▶ **Stated task**
Gather every line in the entries below that contains the word "white", copying each such line in full. Treat uppercase and lowercase letters as distinct.
-- begin Data shown --
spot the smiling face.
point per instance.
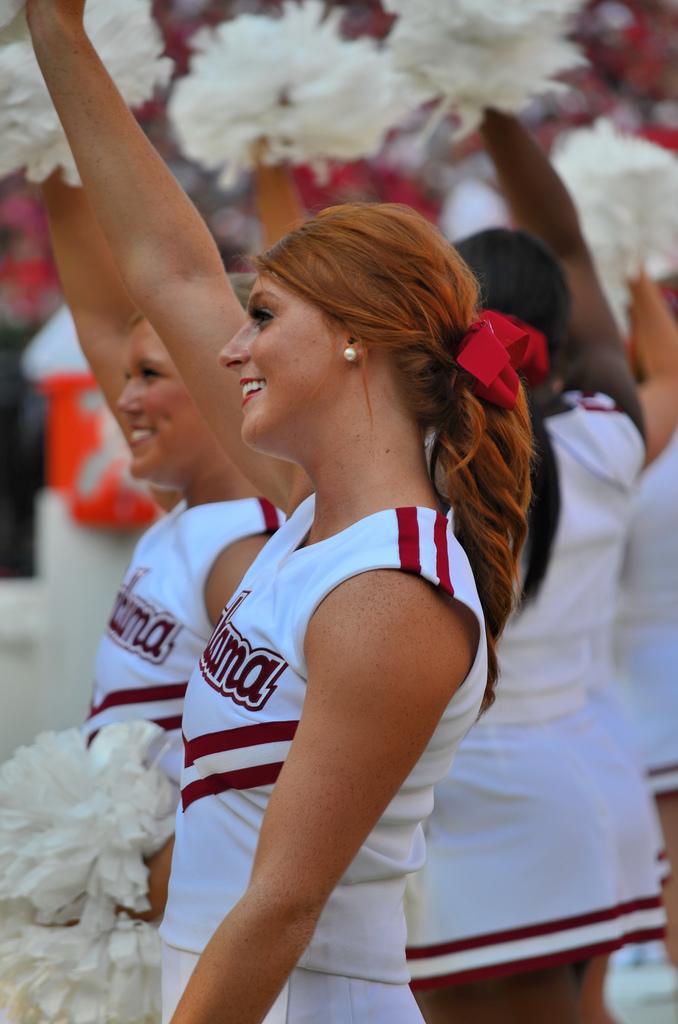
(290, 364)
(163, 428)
-- end Data shown --
-- begin Data shown --
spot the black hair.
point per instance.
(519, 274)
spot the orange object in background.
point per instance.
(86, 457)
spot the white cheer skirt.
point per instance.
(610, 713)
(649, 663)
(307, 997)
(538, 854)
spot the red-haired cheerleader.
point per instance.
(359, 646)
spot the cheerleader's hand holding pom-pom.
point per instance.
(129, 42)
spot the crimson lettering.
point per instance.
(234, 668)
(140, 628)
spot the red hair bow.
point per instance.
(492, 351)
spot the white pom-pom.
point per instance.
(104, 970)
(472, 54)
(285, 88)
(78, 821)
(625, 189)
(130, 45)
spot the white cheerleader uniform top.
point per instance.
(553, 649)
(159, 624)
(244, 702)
-- end Data shown --
▶ **Final result**
spot the white cheer skirt.
spot the white pom-pom.
spot the white cheerleader uniform top.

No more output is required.